Tugas yang Dikerjakan →
(1) Dalam teks tentang pembaiatan Ali, untuk keperluan apa Thalhah dan Zubair meminta izin pergi ke Makkah?
(2) Tuliskan lanjutan teks tentang pembaiatan Ali dan tuntutan terhadap para pembunuh Utsman, mulai setelah kalimat terakhirnya.

Terlebih Aisyah mendapatkan kabar bahwa Ali telah dibaiat menjadi khalifah
pengganti Utsman. Thalhah bin Ubaidillah dan Zubair bin Awwam yang saat itu
berada di Madinah, meminta izin kepada Ali bin Abi Thalib untuk pergi ke Makkah
dalam rangka menunaikan umrah. Telah disampaikan bahwa Thalha dan Zubair adalah
orang yang pertama kali memba’iat Ali. Namun, setelah tiba di Makkah dan
bertemu dengan Aisyah, kedua sahabat itu akhirnya sepakat untuk sama-sama
menuntut Ali agar mengusut dan menghukum para pembunuh Utsman.

(Butir yang tercantum dalam dataset)

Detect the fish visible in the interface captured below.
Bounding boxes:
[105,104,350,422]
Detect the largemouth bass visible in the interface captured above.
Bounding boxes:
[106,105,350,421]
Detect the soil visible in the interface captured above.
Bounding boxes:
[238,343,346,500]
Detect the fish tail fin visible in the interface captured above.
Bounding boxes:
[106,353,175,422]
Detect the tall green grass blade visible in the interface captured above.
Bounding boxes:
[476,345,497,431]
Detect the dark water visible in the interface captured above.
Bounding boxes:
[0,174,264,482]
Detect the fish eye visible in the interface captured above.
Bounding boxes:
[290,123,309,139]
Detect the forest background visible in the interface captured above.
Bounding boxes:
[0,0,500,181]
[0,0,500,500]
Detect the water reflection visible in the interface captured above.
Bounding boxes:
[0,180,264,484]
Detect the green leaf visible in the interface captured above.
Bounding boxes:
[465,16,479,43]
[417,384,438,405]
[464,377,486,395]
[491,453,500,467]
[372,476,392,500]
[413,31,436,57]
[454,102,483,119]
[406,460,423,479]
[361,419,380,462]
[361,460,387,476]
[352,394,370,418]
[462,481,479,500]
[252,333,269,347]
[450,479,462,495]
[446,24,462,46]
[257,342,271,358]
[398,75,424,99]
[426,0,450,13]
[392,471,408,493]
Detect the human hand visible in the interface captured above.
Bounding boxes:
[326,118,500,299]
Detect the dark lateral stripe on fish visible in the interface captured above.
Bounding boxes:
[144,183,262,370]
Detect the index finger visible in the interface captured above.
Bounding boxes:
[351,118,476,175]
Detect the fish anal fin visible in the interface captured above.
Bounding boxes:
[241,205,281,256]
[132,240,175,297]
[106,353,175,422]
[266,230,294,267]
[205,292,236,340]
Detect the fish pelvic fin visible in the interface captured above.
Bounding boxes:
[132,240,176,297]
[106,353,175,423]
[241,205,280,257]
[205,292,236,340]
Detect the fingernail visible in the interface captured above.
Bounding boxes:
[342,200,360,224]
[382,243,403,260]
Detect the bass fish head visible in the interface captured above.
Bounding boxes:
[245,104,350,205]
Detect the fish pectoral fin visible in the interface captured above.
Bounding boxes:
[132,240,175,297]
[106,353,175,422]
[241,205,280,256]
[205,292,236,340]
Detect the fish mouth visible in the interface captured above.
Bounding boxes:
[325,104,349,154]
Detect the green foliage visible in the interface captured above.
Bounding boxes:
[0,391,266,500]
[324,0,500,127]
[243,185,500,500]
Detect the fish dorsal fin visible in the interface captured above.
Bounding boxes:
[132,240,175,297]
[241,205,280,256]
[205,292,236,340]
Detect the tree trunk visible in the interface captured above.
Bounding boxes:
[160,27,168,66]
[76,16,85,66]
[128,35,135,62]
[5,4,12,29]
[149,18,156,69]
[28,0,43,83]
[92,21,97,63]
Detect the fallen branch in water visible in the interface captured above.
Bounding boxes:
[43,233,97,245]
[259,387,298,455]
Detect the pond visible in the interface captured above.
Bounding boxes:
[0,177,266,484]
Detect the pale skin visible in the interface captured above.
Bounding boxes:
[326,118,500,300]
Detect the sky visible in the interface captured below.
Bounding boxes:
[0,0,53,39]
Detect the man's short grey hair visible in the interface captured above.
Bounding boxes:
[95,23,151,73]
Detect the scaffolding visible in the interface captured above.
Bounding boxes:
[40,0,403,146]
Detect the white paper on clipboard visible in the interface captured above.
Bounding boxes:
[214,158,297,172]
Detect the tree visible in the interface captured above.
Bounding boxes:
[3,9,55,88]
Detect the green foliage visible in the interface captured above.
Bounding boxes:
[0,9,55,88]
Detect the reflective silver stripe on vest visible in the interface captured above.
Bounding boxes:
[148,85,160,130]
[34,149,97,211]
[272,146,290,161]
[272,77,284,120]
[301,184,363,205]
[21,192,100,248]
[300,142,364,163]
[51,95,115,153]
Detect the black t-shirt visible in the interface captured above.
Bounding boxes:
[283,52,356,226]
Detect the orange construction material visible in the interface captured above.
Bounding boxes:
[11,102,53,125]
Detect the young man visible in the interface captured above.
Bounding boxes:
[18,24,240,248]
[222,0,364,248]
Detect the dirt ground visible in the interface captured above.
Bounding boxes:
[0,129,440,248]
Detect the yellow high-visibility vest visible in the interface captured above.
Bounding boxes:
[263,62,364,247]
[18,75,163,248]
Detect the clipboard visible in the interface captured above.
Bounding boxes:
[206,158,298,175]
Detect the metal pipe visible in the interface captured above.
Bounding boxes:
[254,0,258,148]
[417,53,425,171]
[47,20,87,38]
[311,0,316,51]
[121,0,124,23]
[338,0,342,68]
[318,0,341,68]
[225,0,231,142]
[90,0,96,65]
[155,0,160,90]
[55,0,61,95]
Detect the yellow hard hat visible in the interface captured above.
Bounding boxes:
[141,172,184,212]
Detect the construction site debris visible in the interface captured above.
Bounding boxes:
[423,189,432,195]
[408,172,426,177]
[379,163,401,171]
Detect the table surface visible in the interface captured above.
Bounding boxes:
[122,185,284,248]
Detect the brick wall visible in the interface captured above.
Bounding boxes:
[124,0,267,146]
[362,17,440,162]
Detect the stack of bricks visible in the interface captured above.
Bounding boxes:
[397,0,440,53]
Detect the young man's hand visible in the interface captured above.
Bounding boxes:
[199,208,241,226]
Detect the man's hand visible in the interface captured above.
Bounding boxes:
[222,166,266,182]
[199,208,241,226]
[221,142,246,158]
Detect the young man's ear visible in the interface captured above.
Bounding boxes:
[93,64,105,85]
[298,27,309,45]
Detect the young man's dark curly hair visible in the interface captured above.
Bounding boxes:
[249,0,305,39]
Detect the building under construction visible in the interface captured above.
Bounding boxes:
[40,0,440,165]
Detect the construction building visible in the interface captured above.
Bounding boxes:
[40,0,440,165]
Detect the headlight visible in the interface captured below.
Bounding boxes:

Hasil Tugas →
(1) Untuk menunaikan umrah.

(2)
Oposisi terhadap khalifah Ali secara terang-terangan mulai
dilakukan, yaitu oleh Aisyah, Thalhah dan Zubair. Mereka sepakat menuntut
khalifah segera menghukum para pembunuh Ustman. Merea berangka menuju Basrah
dan mengharapkn dukungan dari penduduk kota itu. Tuntutan yang sama juga
diajukan oleh Muawiyah, bahkan ia memanfaatkan peristiwa berdarah itu untuk
menjatuhkan legalitas kekuasaan Ali dengan membangkitkan amarah rakyat dan
menuduh Ali sebagai pembunuh Utsman jika Ali tidak dapat menemukan dan
menghukum pembunuh yang sesungguhnya.[11]
Tuntutan mereka tidak dikabulkan oleh Ali, sehingga kontak senjata
tidak bisa dihindari. Pertempuran dalam peperangan Jamal ini terjadi amat
sengitnya, sehingga Zubair dan Thalhah melarikan diri, tetapi akhirnya tewas
juga. Peperangan ini berhenti ketika Unta yang ditunggangi Aisyah terbunuh.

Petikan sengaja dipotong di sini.